** START OF Entries shown **
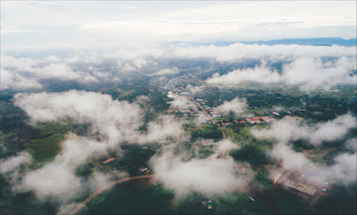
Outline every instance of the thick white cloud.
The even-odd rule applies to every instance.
** END OF Entries shown **
** START OF Entries shown **
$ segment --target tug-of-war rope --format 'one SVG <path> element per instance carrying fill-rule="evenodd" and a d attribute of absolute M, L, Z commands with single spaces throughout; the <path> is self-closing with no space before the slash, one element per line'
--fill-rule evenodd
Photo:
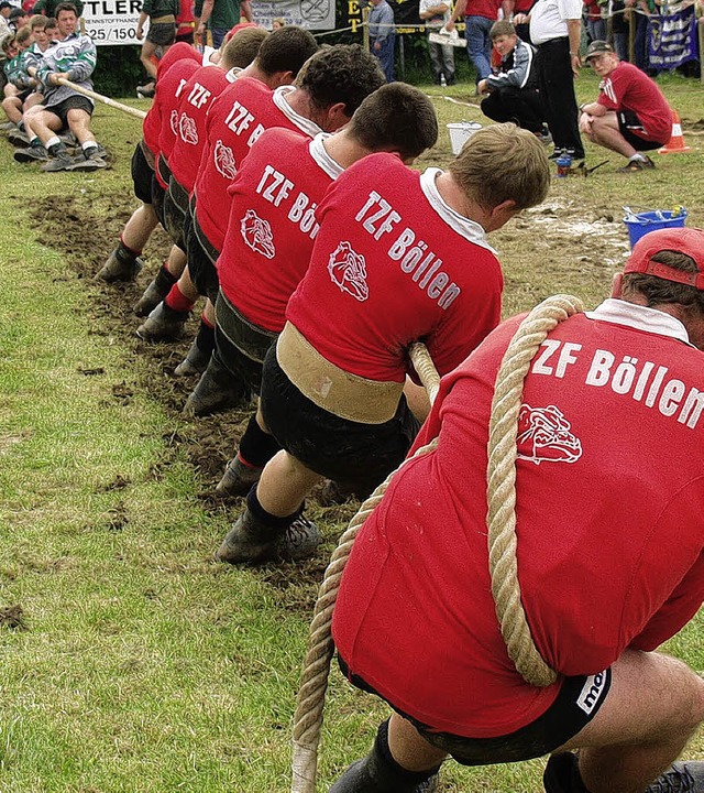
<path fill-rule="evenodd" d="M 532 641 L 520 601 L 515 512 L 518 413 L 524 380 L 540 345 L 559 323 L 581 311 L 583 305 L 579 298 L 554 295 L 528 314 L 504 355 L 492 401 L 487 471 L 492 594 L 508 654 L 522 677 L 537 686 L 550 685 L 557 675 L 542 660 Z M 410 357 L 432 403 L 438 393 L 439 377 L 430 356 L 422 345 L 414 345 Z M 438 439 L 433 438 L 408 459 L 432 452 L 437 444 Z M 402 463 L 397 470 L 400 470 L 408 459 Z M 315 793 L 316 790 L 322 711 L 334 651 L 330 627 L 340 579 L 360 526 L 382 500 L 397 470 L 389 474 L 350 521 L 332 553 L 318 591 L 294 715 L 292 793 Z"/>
** END OF Entries shown **
** START OF Entries shown **
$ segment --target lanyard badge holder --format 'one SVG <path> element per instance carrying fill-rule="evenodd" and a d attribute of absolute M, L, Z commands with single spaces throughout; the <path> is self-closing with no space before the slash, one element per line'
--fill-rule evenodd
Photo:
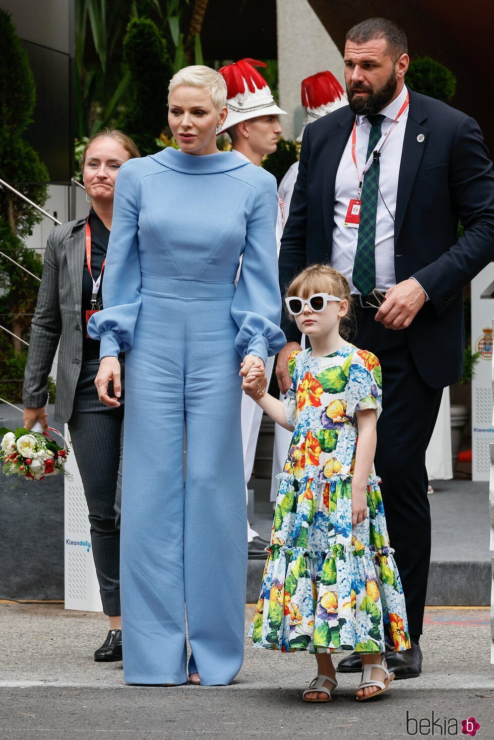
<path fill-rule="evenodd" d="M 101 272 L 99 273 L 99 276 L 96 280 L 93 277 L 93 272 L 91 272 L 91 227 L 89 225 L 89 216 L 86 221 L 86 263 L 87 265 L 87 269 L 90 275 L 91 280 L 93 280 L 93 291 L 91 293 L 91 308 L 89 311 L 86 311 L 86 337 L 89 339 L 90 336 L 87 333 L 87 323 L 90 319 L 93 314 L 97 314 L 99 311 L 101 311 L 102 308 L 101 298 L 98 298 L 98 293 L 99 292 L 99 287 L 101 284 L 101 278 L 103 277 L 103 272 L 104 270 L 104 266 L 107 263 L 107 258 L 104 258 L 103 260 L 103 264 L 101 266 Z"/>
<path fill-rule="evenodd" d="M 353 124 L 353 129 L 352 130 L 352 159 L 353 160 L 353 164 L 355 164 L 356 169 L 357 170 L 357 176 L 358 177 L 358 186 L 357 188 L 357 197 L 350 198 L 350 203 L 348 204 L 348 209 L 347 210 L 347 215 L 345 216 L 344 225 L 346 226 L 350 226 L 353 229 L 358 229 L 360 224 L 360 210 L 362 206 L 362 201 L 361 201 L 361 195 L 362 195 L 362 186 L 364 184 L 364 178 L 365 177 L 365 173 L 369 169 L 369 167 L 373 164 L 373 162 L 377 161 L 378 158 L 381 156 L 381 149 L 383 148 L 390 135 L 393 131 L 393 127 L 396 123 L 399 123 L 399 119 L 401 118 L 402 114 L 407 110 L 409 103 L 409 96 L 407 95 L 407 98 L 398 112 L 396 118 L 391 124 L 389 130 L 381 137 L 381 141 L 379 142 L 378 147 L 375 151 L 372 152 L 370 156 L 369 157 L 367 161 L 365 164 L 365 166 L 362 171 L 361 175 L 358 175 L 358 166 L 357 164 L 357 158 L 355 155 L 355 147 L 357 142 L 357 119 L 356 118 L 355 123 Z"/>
** END OF Entries shown **
Arrange the records between the line holding "segment --target lanyard" and the line holding "101 272 L 99", inclusive, as a two-column CSV headed input and output, with one row per record and each field quoted with its line breaks replaced by spaces. Omit the pictures.

input,output
"$ segment --target lanyard badge holder --format 'one SVG <path> element per instance carrying fill-rule=""evenodd"" and a d attribute of absolute M, L, Z commands with single spaces throughout; the <path> is self-closing with no space before the slash, one element per line' --fill-rule evenodd Photo:","<path fill-rule=""evenodd"" d=""M 101 272 L 99 273 L 99 276 L 96 280 L 93 277 L 93 272 L 91 272 L 91 227 L 89 225 L 89 216 L 86 221 L 86 263 L 87 265 L 87 269 L 90 275 L 91 280 L 93 280 L 93 291 L 91 293 L 91 308 L 89 311 L 86 311 L 86 337 L 89 339 L 90 336 L 87 333 L 87 323 L 90 319 L 93 314 L 97 314 L 99 311 L 101 311 L 102 308 L 101 298 L 98 298 L 98 293 L 99 292 L 99 287 L 101 284 L 101 278 L 103 277 L 103 272 L 104 270 L 104 266 L 107 263 L 107 258 L 104 258 L 103 260 L 103 264 L 101 266 Z""/>"